[Referring expression data]

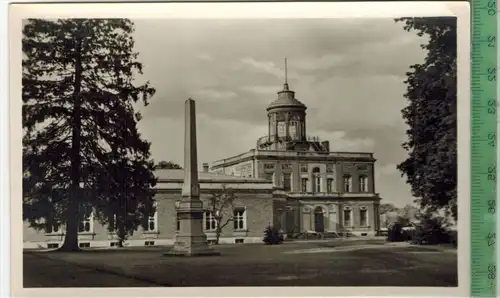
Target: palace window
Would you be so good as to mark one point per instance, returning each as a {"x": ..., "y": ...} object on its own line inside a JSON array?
[
  {"x": 303, "y": 184},
  {"x": 363, "y": 217},
  {"x": 287, "y": 181},
  {"x": 281, "y": 129},
  {"x": 52, "y": 226},
  {"x": 363, "y": 183},
  {"x": 268, "y": 176},
  {"x": 153, "y": 221},
  {"x": 239, "y": 218},
  {"x": 329, "y": 185},
  {"x": 316, "y": 180},
  {"x": 210, "y": 221},
  {"x": 178, "y": 222},
  {"x": 347, "y": 183},
  {"x": 112, "y": 225},
  {"x": 293, "y": 129},
  {"x": 347, "y": 217},
  {"x": 86, "y": 222}
]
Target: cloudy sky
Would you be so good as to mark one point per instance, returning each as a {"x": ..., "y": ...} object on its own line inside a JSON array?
[{"x": 349, "y": 73}]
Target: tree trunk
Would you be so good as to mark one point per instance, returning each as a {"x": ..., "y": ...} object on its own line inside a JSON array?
[
  {"x": 217, "y": 235},
  {"x": 73, "y": 213}
]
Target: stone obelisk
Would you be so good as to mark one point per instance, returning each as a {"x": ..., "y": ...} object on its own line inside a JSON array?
[{"x": 190, "y": 240}]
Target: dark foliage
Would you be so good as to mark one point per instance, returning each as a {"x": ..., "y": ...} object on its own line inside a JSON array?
[
  {"x": 395, "y": 233},
  {"x": 431, "y": 167},
  {"x": 431, "y": 230},
  {"x": 272, "y": 235},
  {"x": 81, "y": 146}
]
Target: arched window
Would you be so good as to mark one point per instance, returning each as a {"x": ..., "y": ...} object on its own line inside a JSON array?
[
  {"x": 363, "y": 183},
  {"x": 347, "y": 217},
  {"x": 316, "y": 179},
  {"x": 347, "y": 183}
]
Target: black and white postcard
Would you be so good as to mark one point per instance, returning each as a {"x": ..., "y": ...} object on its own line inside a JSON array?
[{"x": 240, "y": 149}]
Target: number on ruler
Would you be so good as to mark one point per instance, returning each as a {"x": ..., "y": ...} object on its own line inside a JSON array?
[
  {"x": 492, "y": 206},
  {"x": 491, "y": 239},
  {"x": 492, "y": 271},
  {"x": 492, "y": 74},
  {"x": 492, "y": 106},
  {"x": 492, "y": 7},
  {"x": 492, "y": 139},
  {"x": 491, "y": 173},
  {"x": 491, "y": 41}
]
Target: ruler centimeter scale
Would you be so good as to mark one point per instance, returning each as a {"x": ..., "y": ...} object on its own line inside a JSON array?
[{"x": 484, "y": 147}]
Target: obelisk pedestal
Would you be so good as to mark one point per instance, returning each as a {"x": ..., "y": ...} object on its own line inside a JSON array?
[{"x": 190, "y": 240}]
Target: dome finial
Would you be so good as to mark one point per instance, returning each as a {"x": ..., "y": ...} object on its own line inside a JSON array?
[{"x": 285, "y": 86}]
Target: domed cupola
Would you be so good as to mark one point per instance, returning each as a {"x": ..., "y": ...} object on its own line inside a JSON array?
[
  {"x": 286, "y": 99},
  {"x": 286, "y": 121}
]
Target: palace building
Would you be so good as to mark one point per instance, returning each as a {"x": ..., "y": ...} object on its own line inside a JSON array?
[
  {"x": 289, "y": 180},
  {"x": 325, "y": 191}
]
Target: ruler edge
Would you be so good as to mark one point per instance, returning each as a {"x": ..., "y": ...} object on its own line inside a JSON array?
[{"x": 495, "y": 226}]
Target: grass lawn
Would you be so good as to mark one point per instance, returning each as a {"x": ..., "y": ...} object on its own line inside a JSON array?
[{"x": 332, "y": 263}]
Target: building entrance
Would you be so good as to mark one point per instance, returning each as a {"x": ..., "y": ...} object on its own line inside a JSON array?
[{"x": 319, "y": 220}]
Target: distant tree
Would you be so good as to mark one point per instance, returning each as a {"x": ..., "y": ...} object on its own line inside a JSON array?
[
  {"x": 167, "y": 165},
  {"x": 220, "y": 205},
  {"x": 431, "y": 167},
  {"x": 81, "y": 147}
]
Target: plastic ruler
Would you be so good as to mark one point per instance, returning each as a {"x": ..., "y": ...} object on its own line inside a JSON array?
[{"x": 484, "y": 149}]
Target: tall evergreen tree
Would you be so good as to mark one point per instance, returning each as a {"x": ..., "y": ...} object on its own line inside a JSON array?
[
  {"x": 81, "y": 147},
  {"x": 431, "y": 167}
]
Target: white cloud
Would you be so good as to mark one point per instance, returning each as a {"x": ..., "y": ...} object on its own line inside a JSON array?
[
  {"x": 323, "y": 62},
  {"x": 349, "y": 73},
  {"x": 210, "y": 94},
  {"x": 340, "y": 141},
  {"x": 261, "y": 89},
  {"x": 204, "y": 56}
]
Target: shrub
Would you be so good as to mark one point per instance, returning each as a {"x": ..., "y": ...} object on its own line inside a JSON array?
[
  {"x": 432, "y": 231},
  {"x": 272, "y": 236},
  {"x": 395, "y": 233}
]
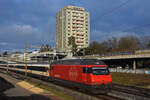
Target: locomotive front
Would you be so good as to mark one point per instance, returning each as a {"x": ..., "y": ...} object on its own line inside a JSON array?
[{"x": 98, "y": 77}]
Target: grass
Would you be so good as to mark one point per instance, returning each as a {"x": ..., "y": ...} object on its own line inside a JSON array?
[
  {"x": 141, "y": 80},
  {"x": 56, "y": 93}
]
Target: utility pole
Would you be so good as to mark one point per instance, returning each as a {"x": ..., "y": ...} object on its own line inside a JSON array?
[
  {"x": 7, "y": 63},
  {"x": 26, "y": 59}
]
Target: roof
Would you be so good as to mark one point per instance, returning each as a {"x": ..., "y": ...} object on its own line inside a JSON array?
[{"x": 79, "y": 62}]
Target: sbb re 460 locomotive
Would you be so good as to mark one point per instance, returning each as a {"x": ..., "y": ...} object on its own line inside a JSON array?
[{"x": 87, "y": 74}]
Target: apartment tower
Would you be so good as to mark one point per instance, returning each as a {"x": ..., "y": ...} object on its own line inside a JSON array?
[{"x": 72, "y": 21}]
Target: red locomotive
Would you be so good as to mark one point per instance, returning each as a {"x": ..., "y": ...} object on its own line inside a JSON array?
[{"x": 87, "y": 74}]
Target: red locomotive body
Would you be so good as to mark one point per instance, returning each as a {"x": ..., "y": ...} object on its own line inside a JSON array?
[{"x": 88, "y": 74}]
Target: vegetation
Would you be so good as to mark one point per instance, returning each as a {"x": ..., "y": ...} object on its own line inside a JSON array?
[
  {"x": 72, "y": 44},
  {"x": 113, "y": 44},
  {"x": 141, "y": 80},
  {"x": 56, "y": 93}
]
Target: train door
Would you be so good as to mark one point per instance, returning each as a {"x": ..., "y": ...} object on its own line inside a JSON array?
[{"x": 86, "y": 75}]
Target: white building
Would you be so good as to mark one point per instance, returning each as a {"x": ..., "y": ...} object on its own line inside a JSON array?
[{"x": 72, "y": 21}]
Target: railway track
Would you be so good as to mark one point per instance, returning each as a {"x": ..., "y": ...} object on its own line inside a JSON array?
[
  {"x": 118, "y": 91},
  {"x": 79, "y": 95}
]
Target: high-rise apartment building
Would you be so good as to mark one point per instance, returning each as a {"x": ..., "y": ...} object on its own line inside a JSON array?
[{"x": 72, "y": 21}]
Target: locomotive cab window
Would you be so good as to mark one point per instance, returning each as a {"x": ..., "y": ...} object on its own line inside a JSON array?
[
  {"x": 87, "y": 70},
  {"x": 51, "y": 67},
  {"x": 100, "y": 71}
]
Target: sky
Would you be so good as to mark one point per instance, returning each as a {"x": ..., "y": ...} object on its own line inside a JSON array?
[{"x": 34, "y": 21}]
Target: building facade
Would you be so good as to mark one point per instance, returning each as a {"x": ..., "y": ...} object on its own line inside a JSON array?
[{"x": 72, "y": 21}]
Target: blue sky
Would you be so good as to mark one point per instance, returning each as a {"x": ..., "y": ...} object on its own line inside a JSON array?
[{"x": 33, "y": 21}]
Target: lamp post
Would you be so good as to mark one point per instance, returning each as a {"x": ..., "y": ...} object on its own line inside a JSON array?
[{"x": 26, "y": 58}]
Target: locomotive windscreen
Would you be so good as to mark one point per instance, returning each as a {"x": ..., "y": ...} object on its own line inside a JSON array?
[
  {"x": 100, "y": 71},
  {"x": 92, "y": 62},
  {"x": 79, "y": 62}
]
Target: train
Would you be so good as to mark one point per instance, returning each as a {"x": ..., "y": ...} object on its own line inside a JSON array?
[
  {"x": 90, "y": 75},
  {"x": 87, "y": 74}
]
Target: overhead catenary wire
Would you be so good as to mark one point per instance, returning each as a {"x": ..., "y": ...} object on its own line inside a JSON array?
[{"x": 114, "y": 9}]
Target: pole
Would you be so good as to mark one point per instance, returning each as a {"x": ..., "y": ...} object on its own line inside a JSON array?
[
  {"x": 7, "y": 63},
  {"x": 26, "y": 58}
]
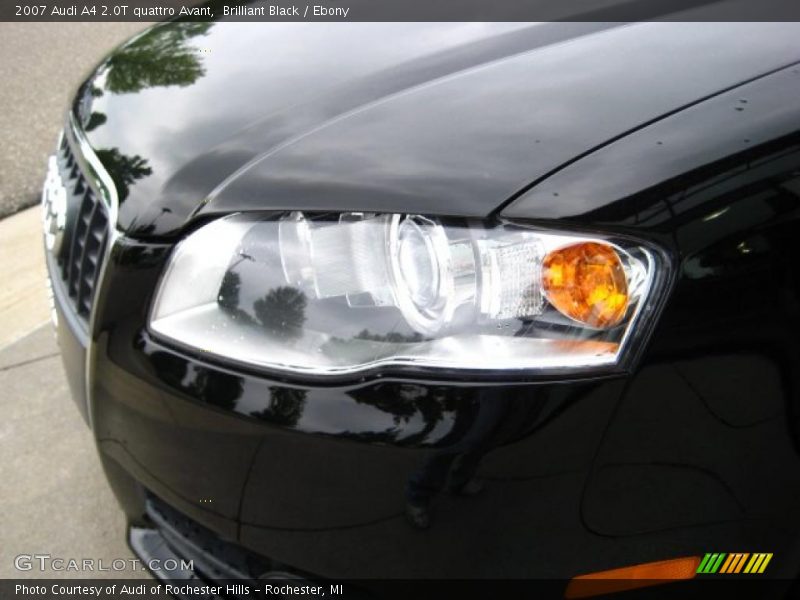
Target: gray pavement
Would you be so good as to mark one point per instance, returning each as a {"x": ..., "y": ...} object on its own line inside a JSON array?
[
  {"x": 41, "y": 65},
  {"x": 54, "y": 496},
  {"x": 55, "y": 499}
]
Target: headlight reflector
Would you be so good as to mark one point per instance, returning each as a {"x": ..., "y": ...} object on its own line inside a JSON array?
[{"x": 322, "y": 296}]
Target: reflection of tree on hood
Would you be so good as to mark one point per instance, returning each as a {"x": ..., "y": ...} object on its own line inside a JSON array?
[
  {"x": 124, "y": 170},
  {"x": 285, "y": 406},
  {"x": 159, "y": 57}
]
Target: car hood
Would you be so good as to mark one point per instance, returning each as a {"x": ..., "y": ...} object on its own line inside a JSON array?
[{"x": 452, "y": 119}]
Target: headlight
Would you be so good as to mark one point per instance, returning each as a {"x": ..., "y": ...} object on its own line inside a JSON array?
[{"x": 322, "y": 295}]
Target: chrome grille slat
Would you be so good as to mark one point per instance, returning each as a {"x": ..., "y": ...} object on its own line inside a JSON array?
[{"x": 83, "y": 251}]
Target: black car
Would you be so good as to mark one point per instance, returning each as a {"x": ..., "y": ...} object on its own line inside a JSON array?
[{"x": 408, "y": 301}]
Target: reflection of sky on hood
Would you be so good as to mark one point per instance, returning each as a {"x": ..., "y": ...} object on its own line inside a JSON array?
[
  {"x": 571, "y": 95},
  {"x": 253, "y": 71}
]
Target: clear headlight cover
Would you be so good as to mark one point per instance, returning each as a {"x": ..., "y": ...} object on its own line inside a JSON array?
[{"x": 324, "y": 295}]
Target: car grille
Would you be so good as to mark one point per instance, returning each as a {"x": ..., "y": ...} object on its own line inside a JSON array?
[{"x": 82, "y": 253}]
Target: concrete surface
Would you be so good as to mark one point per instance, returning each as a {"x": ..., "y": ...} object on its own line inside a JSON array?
[
  {"x": 23, "y": 299},
  {"x": 41, "y": 65},
  {"x": 55, "y": 499}
]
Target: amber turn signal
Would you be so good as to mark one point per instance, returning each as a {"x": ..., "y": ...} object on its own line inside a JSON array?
[{"x": 586, "y": 282}]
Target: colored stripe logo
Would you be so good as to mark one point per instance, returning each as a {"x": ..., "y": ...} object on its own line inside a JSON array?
[{"x": 734, "y": 563}]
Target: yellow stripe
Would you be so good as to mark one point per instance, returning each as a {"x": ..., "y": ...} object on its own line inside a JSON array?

*YOUR ASSIGNMENT*
When a line of the records above contains the string "black", count it once; then give the total and nothing else.

*RESULT OF THE TASK*
2